◆ Problem statement: Reproduce word for word the lines below that run from the one containing "the dark car" through the end of the items, including both of those lines.

◆ Record excerpts:
——————

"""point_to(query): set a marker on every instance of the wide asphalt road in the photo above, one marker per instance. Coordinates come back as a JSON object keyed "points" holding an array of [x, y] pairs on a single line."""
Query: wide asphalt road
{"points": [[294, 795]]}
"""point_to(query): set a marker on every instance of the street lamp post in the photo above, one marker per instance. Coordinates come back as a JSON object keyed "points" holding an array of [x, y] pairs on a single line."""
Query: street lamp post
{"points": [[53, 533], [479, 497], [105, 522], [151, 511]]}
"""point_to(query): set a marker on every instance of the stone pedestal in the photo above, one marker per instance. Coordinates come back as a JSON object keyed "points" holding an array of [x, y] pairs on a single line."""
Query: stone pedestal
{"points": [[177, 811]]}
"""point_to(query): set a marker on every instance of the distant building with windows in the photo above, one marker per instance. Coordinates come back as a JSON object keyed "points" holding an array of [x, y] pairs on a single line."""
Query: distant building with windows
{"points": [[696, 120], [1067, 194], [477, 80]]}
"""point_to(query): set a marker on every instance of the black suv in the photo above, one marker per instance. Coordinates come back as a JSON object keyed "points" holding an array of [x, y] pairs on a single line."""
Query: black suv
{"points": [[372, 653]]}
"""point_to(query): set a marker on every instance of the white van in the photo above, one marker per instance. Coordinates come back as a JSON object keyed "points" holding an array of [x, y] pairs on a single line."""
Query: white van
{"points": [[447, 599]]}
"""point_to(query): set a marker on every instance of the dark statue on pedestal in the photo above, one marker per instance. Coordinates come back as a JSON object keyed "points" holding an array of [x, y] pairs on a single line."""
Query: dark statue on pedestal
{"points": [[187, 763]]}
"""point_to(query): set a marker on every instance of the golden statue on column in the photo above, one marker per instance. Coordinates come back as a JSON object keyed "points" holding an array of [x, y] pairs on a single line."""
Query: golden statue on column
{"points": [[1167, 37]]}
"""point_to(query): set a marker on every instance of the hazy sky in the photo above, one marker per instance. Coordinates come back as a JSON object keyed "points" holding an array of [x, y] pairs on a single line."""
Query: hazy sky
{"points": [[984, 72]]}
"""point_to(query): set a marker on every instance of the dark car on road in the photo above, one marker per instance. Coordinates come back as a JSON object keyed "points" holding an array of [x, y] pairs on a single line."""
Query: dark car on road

——————

◆ Solution to this exercise:
"""point_to(query): set a marker on every instance of the dark car on road in the photo above, one marker per instance. Coordinates come back as a JSON object keyed "points" holding an array of [x, y] pairs on a single line."""
Query: dark car on road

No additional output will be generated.